» Set task: Turn the records below into a two-column CSV with the header row request,answer. Give one row per request, with its full text in the request field and all of its answer in the answer field, quoting both fields and replacing line breaks with spaces.

» Location identification entries:
************
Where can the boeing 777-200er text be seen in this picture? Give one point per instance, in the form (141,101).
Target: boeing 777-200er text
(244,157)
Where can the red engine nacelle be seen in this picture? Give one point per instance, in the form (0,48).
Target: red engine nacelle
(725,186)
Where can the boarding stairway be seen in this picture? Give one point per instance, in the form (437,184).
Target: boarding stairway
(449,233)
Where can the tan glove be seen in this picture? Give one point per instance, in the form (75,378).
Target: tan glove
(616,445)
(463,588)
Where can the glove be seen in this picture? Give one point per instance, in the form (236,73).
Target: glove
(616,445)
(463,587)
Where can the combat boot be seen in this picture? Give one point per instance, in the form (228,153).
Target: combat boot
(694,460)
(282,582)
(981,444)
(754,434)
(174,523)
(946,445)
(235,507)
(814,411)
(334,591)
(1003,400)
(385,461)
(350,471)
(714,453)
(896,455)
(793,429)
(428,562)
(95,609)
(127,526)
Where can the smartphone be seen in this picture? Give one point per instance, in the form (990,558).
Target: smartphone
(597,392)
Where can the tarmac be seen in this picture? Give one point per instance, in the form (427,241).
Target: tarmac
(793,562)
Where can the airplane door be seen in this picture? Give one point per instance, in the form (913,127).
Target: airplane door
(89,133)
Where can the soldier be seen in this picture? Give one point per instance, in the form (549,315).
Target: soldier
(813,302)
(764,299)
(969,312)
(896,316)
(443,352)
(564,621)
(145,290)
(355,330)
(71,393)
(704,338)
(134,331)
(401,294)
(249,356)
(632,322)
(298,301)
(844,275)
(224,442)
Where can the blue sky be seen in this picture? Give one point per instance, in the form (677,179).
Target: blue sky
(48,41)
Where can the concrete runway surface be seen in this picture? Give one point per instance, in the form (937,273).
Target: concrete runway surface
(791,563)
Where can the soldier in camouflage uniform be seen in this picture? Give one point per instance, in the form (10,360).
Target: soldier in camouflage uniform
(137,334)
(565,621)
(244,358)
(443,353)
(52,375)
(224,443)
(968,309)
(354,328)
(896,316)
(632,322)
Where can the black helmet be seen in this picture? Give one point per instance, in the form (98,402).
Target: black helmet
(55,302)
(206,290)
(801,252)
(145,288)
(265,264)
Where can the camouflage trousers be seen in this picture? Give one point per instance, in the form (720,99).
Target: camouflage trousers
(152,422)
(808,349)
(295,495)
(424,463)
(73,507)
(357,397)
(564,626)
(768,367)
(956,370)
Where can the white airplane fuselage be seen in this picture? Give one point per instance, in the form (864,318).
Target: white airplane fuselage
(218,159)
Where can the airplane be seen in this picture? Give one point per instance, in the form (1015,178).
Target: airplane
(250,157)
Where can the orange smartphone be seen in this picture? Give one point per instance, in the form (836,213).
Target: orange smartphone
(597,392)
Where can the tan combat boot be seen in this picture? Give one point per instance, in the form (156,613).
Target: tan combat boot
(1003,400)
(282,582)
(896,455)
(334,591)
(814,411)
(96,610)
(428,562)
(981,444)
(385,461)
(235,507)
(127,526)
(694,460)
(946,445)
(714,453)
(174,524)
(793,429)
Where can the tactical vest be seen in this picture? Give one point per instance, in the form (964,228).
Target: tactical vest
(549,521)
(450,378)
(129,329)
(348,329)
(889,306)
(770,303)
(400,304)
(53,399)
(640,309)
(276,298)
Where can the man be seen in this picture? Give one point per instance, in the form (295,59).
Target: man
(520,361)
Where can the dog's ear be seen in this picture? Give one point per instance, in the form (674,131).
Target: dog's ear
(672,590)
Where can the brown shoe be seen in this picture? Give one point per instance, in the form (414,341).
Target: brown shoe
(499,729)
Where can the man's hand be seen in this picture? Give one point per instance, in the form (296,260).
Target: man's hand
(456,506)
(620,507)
************
» Output for this task:
request,answer
"Where can the boeing 777-200er text be seen in this picture? Give one point per instance, in the form (141,101). Target: boeing 777-200er text","(244,157)"
"Where can the red engine nacelle be seen in this picture? Give one point per instance, in the form (0,48). Target: red engine nacelle","(725,186)"
"Where can the boarding stairway be seen in this picture? Give one point per instance, in the form (437,184). Target: boarding stairway","(449,233)"
"Where can the tan glove be seen in this picture? Give one point per instance, in the form (75,378). Target: tan glove","(616,445) (463,588)"
"Where can the glove be seen in this picture? Give one point per instance, in the form (236,73). Target: glove","(616,445) (463,587)"
"Where can the combat boot be seen in this picture? Give one point per instance, in the form (228,153). Target: combat boot","(694,460) (282,582) (981,444) (754,434) (174,523) (946,445) (235,507) (814,411) (334,591) (1003,400) (385,461) (350,471) (714,453) (896,455) (793,429) (428,562) (95,609) (127,526)"
"Where can the smartphone be seen in this picture? Give one point per instance, in the form (990,558). Target: smartphone","(597,392)"
"Where can the tarmac be seen in this picture? Give one point per instance, in the form (427,241). Target: tarmac","(793,562)"
"Where can the airplane door be seen in this picture? Give one point per instance, in the form (913,127). Target: airplane door","(89,133)"
"Where can the soldier be seen in this picture? Give one point per instance, in the form (549,315). Target: soldier","(813,302) (764,299) (969,312) (896,316) (443,352) (564,621) (145,290) (355,330) (71,393) (704,338) (134,331) (401,294) (249,356) (632,322) (298,301) (844,275) (224,442)"
"Where can the blue sky be seen in this picture? Give one point per instance, in the form (677,179). Target: blue sky","(48,41)"
"Where can the concrete runway surface be seen in this picture? Give one point per instance, in the form (937,273). Target: concrete runway surface","(791,563)"
"Where can the soldier in camouflage uniform be seen in this picture? Give one point per instance, in the form (10,360). Target: soldier in camouflage uniform","(137,334) (565,621) (244,358) (443,353) (52,375) (224,443) (968,309) (354,328) (896,316) (632,322)"
"Where can the black helmet be seen in this picture? Give one point per instance, in the form (98,402). Target: black helmet","(55,302) (206,290) (801,252) (145,288) (265,264)"
"Where can the camouflage trousers be seen in this picture? Give one point per instance, in the form (720,99). Target: camouflage trousers","(152,422) (808,349) (295,495) (424,463) (73,507) (357,397) (564,626) (768,367) (956,370)"
"Where can the white airplane fuselage be seen in this picture? Give one point per instance, in the form (864,318). Target: white airplane fuselage","(218,159)"
"Where can the airplane be seen in this picture? Give one point per instance, in the form (1015,178). Target: airplane","(250,157)"
"Where can the orange smartphone be seen in this picture? Give one point per instance, in the form (836,213). Target: orange smartphone","(597,392)"
"Where can the tan combat boot be seen in this picture? Give one point per instance, in the form (156,613). Target: tan combat boot","(1003,400) (282,582) (896,455) (334,591) (814,411) (96,610) (428,562) (981,444) (385,461) (235,507) (127,526) (694,460) (946,445) (714,453) (174,524) (793,429)"
"Where can the tactical vest be seen in this picture? Give one point per instance, in the form (964,228). Target: tactical vest","(549,521) (450,378) (129,329) (348,329) (889,306) (770,303) (400,304) (53,399) (640,309) (276,298)"
"Where can the man be seen in this picture? Give one point per instance, in the form (295,59). Target: man","(520,361)"
"Where can the dog's ear be seen in this picture? Give one point per instance, in the form (674,131). Target: dog's ear","(672,590)"
"Where can the brown shoe be seen in this picture? Give one point per instance, in the form (414,341). Target: brown shoe","(499,729)"
"Where can the man's hand be seen in this picture? Give one point per instance, in the form (296,260). Target: man's hand","(456,506) (620,507)"